- Your assignment
Rewrite all of the records below with every instance of "positive clicks" changed to "foreground clicks" and nothing else altered. Omit the pictures from your output.

- Exercise data

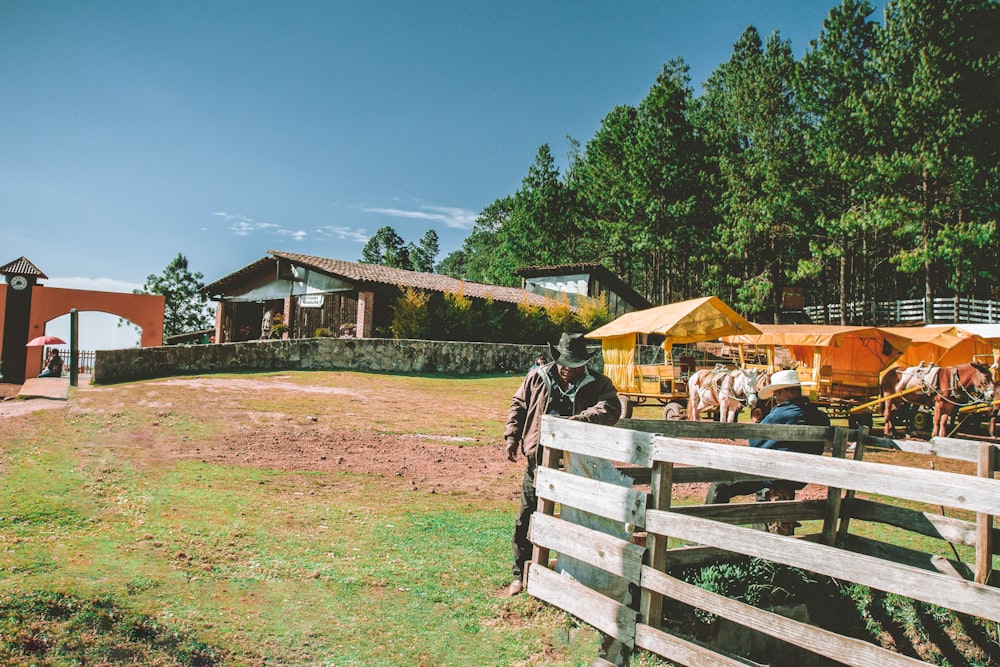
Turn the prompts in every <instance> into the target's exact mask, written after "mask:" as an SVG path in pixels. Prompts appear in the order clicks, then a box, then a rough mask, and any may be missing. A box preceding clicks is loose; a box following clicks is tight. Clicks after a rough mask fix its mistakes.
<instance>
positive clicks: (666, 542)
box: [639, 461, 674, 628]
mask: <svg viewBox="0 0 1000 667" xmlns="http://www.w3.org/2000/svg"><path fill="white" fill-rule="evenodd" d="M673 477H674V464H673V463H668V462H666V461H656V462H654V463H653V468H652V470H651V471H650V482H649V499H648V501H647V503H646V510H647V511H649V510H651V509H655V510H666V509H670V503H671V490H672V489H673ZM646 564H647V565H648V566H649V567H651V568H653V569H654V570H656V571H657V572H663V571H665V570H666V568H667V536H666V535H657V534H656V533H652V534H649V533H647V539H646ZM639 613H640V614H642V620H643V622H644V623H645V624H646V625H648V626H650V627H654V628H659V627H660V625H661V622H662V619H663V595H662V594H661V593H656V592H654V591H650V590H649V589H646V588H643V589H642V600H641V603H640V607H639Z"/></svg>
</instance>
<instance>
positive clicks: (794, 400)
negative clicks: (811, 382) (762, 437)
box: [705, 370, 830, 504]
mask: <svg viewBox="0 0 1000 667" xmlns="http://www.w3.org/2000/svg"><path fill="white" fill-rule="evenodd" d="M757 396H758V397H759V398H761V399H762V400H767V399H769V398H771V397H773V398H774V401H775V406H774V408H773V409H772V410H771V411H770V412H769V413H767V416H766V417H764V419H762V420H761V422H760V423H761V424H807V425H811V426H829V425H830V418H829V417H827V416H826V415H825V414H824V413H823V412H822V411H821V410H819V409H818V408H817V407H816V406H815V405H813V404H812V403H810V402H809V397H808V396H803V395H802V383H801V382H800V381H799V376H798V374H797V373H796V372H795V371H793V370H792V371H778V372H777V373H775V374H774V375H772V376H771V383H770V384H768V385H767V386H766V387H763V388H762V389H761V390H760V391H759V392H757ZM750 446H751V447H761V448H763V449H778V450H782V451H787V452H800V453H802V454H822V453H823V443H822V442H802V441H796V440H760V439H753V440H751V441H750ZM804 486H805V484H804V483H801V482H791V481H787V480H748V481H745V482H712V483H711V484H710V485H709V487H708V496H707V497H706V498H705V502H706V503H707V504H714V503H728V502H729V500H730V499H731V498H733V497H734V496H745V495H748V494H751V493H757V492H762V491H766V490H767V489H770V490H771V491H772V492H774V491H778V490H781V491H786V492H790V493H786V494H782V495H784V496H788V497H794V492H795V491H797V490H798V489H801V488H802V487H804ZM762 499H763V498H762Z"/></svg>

- Answer section
Turn the prompts in every <instance> into the target's exact mask, written after "mask:" as an SVG path in pixels. Prompts appear in the order clicks, then a box, then a rough mask, and any may be missing. A box preceding clicks is loose; a box following clicks is tight. Clicks after a rough mask fix its mistakes.
<instance>
foreground clicks: (666, 542)
box: [639, 461, 674, 628]
mask: <svg viewBox="0 0 1000 667" xmlns="http://www.w3.org/2000/svg"><path fill="white" fill-rule="evenodd" d="M673 477H674V464H673V463H668V462H666V461H656V462H654V463H653V468H652V470H651V471H650V482H649V499H648V501H647V503H646V510H647V511H649V510H651V509H655V510H666V509H670V503H671V490H672V489H673ZM646 564H647V565H648V566H649V567H651V568H653V569H654V570H656V571H657V572H663V571H665V570H666V568H667V536H666V535H657V534H656V533H652V534H649V533H647V539H646ZM639 613H640V614H642V620H643V622H644V623H645V624H646V625H648V626H650V627H654V628H659V627H660V625H661V622H662V619H663V595H662V594H661V593H656V592H654V591H650V590H649V589H646V588H643V589H642V600H641V603H640V607H639Z"/></svg>
</instance>
<instance>
foreground clicks: (794, 400)
negative clicks: (811, 382) (762, 437)
box: [705, 370, 830, 504]
mask: <svg viewBox="0 0 1000 667" xmlns="http://www.w3.org/2000/svg"><path fill="white" fill-rule="evenodd" d="M757 396H758V397H759V398H761V399H762V400H767V399H769V398H771V397H773V398H774V401H775V406H774V408H773V409H772V410H771V411H770V412H769V413H767V416H766V417H764V419H762V420H761V422H760V423H761V424H807V425H811V426H829V425H830V418H829V417H827V416H826V415H825V414H824V413H823V412H822V411H821V410H819V409H818V408H817V407H816V406H815V405H813V404H812V403H810V402H809V397H808V396H803V395H802V383H801V382H800V381H799V376H798V374H797V373H796V372H795V371H793V370H792V371H778V372H777V373H775V374H774V375H772V376H771V383H770V384H768V385H767V386H766V387H763V388H762V389H761V390H760V391H759V392H757ZM750 446H751V447H761V448H763V449H778V450H782V451H787V452H800V453H802V454H822V453H823V443H822V442H802V441H796V440H760V439H753V440H751V441H750ZM804 486H805V484H804V483H801V482H791V481H787V480H748V481H745V482H712V483H711V484H710V485H709V487H708V496H707V497H706V498H705V502H706V503H707V504H714V503H728V502H729V500H730V499H731V498H733V497H734V496H745V495H748V494H751V493H757V492H762V491H766V490H767V489H770V490H771V491H772V492H774V491H778V490H781V491H786V492H790V493H786V494H782V495H784V496H788V497H794V492H795V491H797V490H798V489H801V488H802V487H804ZM762 499H763V498H762Z"/></svg>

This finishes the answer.